WORK ORDER: Give every entry again, word for word and in full.

RECORDS FOR THIS EXERCISE:
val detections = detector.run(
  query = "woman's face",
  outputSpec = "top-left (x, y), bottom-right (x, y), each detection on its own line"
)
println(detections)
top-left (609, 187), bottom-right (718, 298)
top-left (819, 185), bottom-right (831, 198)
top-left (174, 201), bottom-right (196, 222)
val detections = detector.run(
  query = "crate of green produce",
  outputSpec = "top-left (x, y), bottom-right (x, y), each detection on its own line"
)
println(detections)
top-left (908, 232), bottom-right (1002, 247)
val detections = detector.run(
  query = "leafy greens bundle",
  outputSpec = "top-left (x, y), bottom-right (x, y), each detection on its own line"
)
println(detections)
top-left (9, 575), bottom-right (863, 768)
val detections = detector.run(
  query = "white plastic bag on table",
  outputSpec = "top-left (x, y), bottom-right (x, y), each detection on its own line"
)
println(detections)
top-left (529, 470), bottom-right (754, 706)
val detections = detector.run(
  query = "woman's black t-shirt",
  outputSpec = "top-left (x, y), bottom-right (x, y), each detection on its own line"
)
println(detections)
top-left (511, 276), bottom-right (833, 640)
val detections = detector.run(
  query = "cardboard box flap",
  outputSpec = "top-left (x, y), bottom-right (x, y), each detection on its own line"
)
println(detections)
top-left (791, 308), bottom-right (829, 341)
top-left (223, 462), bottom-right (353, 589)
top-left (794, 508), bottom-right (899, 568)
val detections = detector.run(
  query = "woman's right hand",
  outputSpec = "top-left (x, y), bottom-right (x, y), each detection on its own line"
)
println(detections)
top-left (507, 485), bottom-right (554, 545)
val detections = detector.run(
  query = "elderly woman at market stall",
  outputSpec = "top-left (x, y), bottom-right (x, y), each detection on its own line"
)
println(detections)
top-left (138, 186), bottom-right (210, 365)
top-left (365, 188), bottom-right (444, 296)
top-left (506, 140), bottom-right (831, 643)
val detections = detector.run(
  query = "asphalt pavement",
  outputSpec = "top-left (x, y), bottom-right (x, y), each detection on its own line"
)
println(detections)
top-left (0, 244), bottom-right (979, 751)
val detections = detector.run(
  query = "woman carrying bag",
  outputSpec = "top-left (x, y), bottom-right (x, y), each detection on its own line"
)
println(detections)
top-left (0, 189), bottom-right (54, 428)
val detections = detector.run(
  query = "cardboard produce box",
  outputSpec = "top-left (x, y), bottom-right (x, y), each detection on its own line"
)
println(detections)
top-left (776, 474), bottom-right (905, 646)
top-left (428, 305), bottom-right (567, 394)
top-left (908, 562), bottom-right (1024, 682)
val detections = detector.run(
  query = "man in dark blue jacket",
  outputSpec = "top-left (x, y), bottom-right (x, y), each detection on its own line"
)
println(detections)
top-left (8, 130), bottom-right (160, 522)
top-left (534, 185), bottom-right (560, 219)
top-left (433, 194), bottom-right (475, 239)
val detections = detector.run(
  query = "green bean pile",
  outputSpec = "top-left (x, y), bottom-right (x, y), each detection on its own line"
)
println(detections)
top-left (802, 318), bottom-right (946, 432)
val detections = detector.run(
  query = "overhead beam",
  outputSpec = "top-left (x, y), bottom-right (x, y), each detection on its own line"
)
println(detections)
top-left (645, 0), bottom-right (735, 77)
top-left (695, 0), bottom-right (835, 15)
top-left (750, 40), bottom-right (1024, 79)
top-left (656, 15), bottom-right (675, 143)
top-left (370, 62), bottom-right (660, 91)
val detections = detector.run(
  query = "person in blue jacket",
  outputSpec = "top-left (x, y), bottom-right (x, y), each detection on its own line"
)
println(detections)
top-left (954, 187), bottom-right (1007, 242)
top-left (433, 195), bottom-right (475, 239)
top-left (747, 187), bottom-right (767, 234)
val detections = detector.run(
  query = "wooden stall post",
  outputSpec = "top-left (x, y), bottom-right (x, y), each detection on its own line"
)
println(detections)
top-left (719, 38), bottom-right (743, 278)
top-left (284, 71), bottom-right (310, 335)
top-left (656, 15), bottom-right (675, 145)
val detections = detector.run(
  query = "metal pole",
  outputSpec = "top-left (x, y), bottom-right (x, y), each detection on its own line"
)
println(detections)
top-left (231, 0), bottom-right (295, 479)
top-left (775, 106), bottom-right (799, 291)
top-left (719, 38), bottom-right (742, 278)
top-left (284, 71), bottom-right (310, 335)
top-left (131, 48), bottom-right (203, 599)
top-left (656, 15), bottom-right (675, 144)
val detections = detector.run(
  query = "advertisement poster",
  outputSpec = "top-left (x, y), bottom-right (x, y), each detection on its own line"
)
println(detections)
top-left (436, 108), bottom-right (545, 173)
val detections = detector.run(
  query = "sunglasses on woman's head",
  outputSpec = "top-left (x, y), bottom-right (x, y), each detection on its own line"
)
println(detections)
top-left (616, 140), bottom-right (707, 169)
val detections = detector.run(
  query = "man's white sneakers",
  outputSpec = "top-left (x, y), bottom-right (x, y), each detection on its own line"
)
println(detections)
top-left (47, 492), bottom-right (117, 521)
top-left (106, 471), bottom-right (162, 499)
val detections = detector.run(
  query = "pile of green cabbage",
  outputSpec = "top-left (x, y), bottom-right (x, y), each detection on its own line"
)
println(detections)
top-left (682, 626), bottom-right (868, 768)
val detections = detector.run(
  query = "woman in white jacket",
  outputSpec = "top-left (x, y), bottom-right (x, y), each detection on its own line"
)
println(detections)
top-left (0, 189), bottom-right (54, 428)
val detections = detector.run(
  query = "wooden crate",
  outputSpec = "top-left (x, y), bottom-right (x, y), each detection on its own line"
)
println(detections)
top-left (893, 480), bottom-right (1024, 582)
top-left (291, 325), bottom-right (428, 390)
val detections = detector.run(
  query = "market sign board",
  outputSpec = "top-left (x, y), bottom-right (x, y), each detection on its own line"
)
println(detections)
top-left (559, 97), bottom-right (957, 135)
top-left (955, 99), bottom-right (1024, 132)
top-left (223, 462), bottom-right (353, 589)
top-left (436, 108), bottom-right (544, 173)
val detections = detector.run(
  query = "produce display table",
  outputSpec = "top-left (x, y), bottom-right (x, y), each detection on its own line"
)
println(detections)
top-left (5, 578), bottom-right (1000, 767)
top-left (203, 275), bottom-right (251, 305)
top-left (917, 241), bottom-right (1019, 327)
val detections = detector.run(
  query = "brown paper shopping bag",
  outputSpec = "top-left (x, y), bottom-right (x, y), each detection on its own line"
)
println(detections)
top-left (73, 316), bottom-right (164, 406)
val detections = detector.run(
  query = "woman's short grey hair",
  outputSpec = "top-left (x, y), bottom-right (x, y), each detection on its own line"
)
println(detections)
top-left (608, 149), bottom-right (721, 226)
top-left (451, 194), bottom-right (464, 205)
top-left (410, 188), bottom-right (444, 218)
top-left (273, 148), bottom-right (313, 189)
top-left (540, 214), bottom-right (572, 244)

EXPECTED OUTPUT:
val detections = detector.run(
  query = "woman's face",
  outputSpec = "top-left (x, y), bottom-right (x, y), each detection on its own line"
)
println(detections)
top-left (609, 187), bottom-right (718, 298)
top-left (819, 185), bottom-right (831, 198)
top-left (174, 201), bottom-right (196, 222)
val detections = detector.run(
  query = "crate of green produce",
  outputSpec = "top-left (x, y), bottom-right (x, y), each detection on its own line"
)
println(detections)
top-left (908, 232), bottom-right (1002, 247)
val detections = detector.run(
  query = "leafy greens bundle",
  outputSpec = "top-left (x, y), bottom-right (x, y), each detection on its own line"
)
println(detections)
top-left (9, 575), bottom-right (863, 768)
val detections = detector.run(
  query = "white plastic bag on table",
  outputSpec = "top-left (x, y), bottom-right (x, y), each detection on its own line"
)
println(detections)
top-left (529, 470), bottom-right (754, 706)
val detections = detector.run(
  query = "woman's black t-shirt",
  outputSpec = "top-left (x, y), bottom-right (x, y), each detection on its own line"
)
println(detections)
top-left (511, 276), bottom-right (833, 640)
val detections = detector.run(
  query = "cardboard box flap",
  outputSpec = "top-left (x, y), bottom-right (x, y), each detection on its own line"
)
println(detections)
top-left (791, 308), bottom-right (829, 341)
top-left (223, 462), bottom-right (353, 589)
top-left (794, 508), bottom-right (899, 568)
val detections = detector.run(
  query = "woman's right hand",
  outputSpec = "top-left (x, y), bottom-right (x, y), each detection on its own line"
)
println(detections)
top-left (507, 485), bottom-right (554, 545)
val detections = detector.run(
  query = "elderly woman at market stall",
  outputSpec = "top-left (x, y), bottom-right (x, y), each detection on its own line"
)
println(detections)
top-left (138, 186), bottom-right (210, 365)
top-left (365, 188), bottom-right (444, 296)
top-left (506, 140), bottom-right (831, 643)
val detections = detector.run(
  query = "asphalt pavement",
  outputSpec = "top-left (x, y), bottom-right (x, y), each detection on its own line"
)
println(detections)
top-left (0, 244), bottom-right (979, 751)
val detections = detector.run(
  query = "woman carrying bag",
  outputSpec = "top-left (x, y), bottom-right (x, y), each detection on its own line"
)
println(detections)
top-left (0, 189), bottom-right (54, 428)
val detections = detector.run(
  query = "cardboard produce box",
  outputSpec = "top-left (x, y), bottom-right (x, y), each detection on its own line"
)
println(detections)
top-left (776, 474), bottom-right (905, 646)
top-left (428, 305), bottom-right (567, 394)
top-left (908, 562), bottom-right (1024, 682)
val detections = detector.run(
  query = "man in dark blue jacket",
  outputSpec = "top-left (x, y), bottom-right (x, y), each detection on its own line"
)
println(detections)
top-left (8, 130), bottom-right (160, 522)
top-left (534, 185), bottom-right (560, 219)
top-left (433, 194), bottom-right (475, 239)
val detections = detector.run(
  query = "green bean pile",
  outputSpec = "top-left (x, y), bottom-right (x, y), each detection on its own line"
)
println(detections)
top-left (802, 318), bottom-right (946, 432)
val detections = detector.run(
  query = "overhead beam",
  outputSpec = "top-left (x, y), bottom-right (x, y), each detection on its own line"
)
println(detections)
top-left (645, 0), bottom-right (735, 77)
top-left (695, 0), bottom-right (835, 15)
top-left (750, 40), bottom-right (1024, 79)
top-left (656, 15), bottom-right (675, 143)
top-left (370, 62), bottom-right (660, 91)
val detections = detector.run(
  query = "person in blue jacket",
  outputSpec = "top-left (x, y), bottom-right (x, y), each detection on its own line"
)
println(detections)
top-left (954, 187), bottom-right (1007, 242)
top-left (433, 195), bottom-right (475, 239)
top-left (747, 187), bottom-right (767, 234)
val detections = detector.run(
  query = "wooden stall post",
  outputSpec = "top-left (x, y), bottom-right (x, y), each detection on its own line"
)
println(detections)
top-left (719, 38), bottom-right (743, 278)
top-left (284, 71), bottom-right (310, 335)
top-left (656, 15), bottom-right (675, 145)
val detections = detector.run(
  query = "metal pole",
  outputSpec = "top-left (x, y), bottom-right (x, y), each detection on its own line"
)
println(detections)
top-left (231, 0), bottom-right (295, 479)
top-left (775, 106), bottom-right (799, 291)
top-left (719, 38), bottom-right (742, 278)
top-left (284, 71), bottom-right (310, 335)
top-left (131, 48), bottom-right (203, 599)
top-left (656, 15), bottom-right (675, 144)
val detections = detector.run(
  query = "advertisement poster",
  outputSpec = "top-left (x, y), bottom-right (x, y), each detection on its own line"
)
println(detections)
top-left (436, 108), bottom-right (545, 173)
val detections = detector.run(
  query = "sunglasses on woman's head",
  outputSpec = "top-left (x, y), bottom-right (x, y), each detection on its own line"
)
println(detections)
top-left (616, 140), bottom-right (707, 169)
val detections = detector.run(
  query = "man's white sneakers",
  outputSpec = "top-left (x, y), bottom-right (x, y), each detection on its own line"
)
println(detections)
top-left (47, 492), bottom-right (117, 521)
top-left (106, 471), bottom-right (162, 499)
val detections = detector.run(
  query = "pile of green cabbage",
  outputSpec = "top-left (x, y), bottom-right (x, y), each detection on its own line"
)
println(detections)
top-left (682, 626), bottom-right (868, 768)
val detections = detector.run(
  query = "woman in white jacket",
  outputSpec = "top-left (x, y), bottom-right (x, y), each detection on its own line"
)
println(detections)
top-left (0, 189), bottom-right (54, 428)
val detections = detector.run(
  query = "wooden crate",
  outputSpec = "top-left (x, y), bottom-right (x, y), each detection on its own line"
)
println(detections)
top-left (893, 480), bottom-right (1024, 582)
top-left (291, 325), bottom-right (428, 390)
val detections = detector.run(
  query = "market sign board",
  outputSpec = "top-left (x, y), bottom-right (x, y), each detection on its own line"
)
println(detections)
top-left (559, 97), bottom-right (957, 135)
top-left (955, 99), bottom-right (1024, 132)
top-left (223, 462), bottom-right (353, 589)
top-left (436, 108), bottom-right (544, 173)
val detections = detector.run(
  query = "produce display table",
  outputSpec = "top-left (x, y), bottom-right (x, y), each detection on its own line"
)
println(detections)
top-left (5, 578), bottom-right (1000, 767)
top-left (203, 275), bottom-right (251, 305)
top-left (917, 241), bottom-right (1019, 327)
val detections = detector.run(
  query = "brown paper shopping bag",
  outputSpec = "top-left (x, y), bottom-right (x, y), each detection on its own line"
)
println(detections)
top-left (73, 316), bottom-right (164, 406)
val detections = detector.run(
  query = "woman's short grey hair",
  outputSpec = "top-left (x, y), bottom-right (x, y), each detection on its own line"
)
println(detections)
top-left (608, 149), bottom-right (721, 226)
top-left (451, 194), bottom-right (464, 205)
top-left (410, 188), bottom-right (444, 218)
top-left (273, 148), bottom-right (313, 189)
top-left (540, 214), bottom-right (572, 244)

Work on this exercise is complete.